Teks Bacaan -
/---
Kepribadian dalam seni lukis itu penting menurut Sudjojono. Ia percaya bahwa seorang seniman harus memiliki jiwa ketok, yang membuat karyanya berbicara tentang dirinya sendiri dan lingkungannya atau posisi keduanya. Dalam konteks seni lukis Indonesia, kepribadian ini harus mencerminkan kebudayaan lokal, tradisi, dan nilai-nilai yang melekat pada masyarakat Indonesia. Menurutnya, seni lukis Indonesia adalah seni yang mampu menggambarkan jiwa bangsa, bukan sekadar tiruan dari seni rupa Barat.
Dalam tulisannya tersebut, Sudjojono mampu menghubungkan ide-ide filosofis dengan realitas sosial dan budaya di Indonesia. Misalnya, ketika ia membahas tentang pengaruh Barat terhadap seni lukis Indonesia, ia mengaitkannya dengan pengalaman pribadi dan pengamatannya sebagai pelukis. Pemikiran-pemikirannya menunjukkan bahwa ia sangat progresif dalam menanggapi isu-isu kontemporer. Ia menentang norma pada umumnya dan mengajak para pelukis untuk berpikir kritis mengenai posisi seni dan seniman didalam masyarakat. Melalui tulisannya, ia menciptakan ruang dialog antara tradisi dan modernitas.
\---
Ketentuan Tugas -
(a) Berdasarkan teks tentang Sudjojono, jelaskan dalam satu sampai dua kalimat mengapa seorang seniman perlu memiliki jiwa ketok.
(b) Cetak ulang tanpa perubahan bagian teks tentang Sudjojono antara "Dalam tulisannya tersebut, Sudjojono" dan "tradisi dan modernitas.", termasuk kedua bagian tersebut.
(c) Ringkaslah teks tentang Sudjojono dalam dua kalimat.

Bahan Latihan -
/---
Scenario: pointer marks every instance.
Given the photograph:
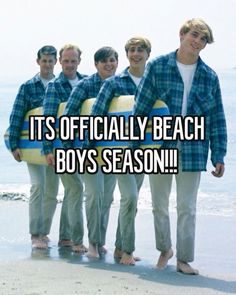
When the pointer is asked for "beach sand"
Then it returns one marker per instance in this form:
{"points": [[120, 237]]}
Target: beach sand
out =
{"points": [[58, 271]]}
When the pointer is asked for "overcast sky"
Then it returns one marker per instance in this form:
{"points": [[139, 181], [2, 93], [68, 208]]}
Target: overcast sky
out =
{"points": [[27, 25]]}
\---
Kunci Jawaban -
(a) Sudjojono percaya bahwa seniman harus memiliki jiwa ketok karena jiwa itulah yang membuat karyanya berbicara tentang dirinya sendiri dan lingkungannya atau posisi keduanya.

(b)
Dalam tulisannya tersebut, Sudjojono mampu menghubungkan ide-ide filosofis dengan realitas sosial dan budaya di Indonesia. Misalnya, ketika ia membahas tentang pengaruh Barat terhadap seni lukis Indonesia, ia mengaitkannya dengan pengalaman pribadi dan pengamatannya sebagai pelukis. Pemikiran-pemikirannya menunjukkan bahwa ia sangat progresif dalam menanggapi isu-isu kontemporer. Ia menentang norma pada umumnya dan mengajak para pelukis untuk berpikir kritis mengenai posisi seni dan seniman didalam masyarakat. Melalui tulisannya, ia menciptakan ruang dialog antara tradisi dan modernitas.

(c) Sudjojono menganggap kepribadian penting dalam seni lukis dan berpendapat bahwa seni lukis Indonesia harus mencerminkan kebudayaan lokal serta menggambarkan jiwa bangsa, bukan sekadar meniru seni rupa Barat. Dalam tulisannya, ia menghubungkan ide filosofis dengan realitas sosial dan budaya Indonesia, mengajak para pelukis berpikir kritis tentang posisi seni dan seniman dalam masyarakat, serta menciptakan ruang dialog antara tradisi dan modernitas.